* _Work instructions_
Give the records again exactly, with every character kept.

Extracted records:
----

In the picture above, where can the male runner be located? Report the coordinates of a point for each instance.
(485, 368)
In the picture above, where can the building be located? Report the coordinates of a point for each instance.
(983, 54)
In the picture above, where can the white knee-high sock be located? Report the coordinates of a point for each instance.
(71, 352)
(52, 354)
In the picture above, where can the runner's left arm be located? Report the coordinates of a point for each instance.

----

* _Expected answer_
In the picture above, where can the male runner be located? Report the coordinates of a point for each instance.
(485, 368)
In the picture above, where can the building be located? Report the coordinates of a point for each instance.
(983, 54)
In the picture above, where can the white knee-high sock be located? Report the coordinates of a point for each instance.
(71, 352)
(52, 354)
In the picture above, where can the runner's left arm be located? Report the coordinates of a point for each instance.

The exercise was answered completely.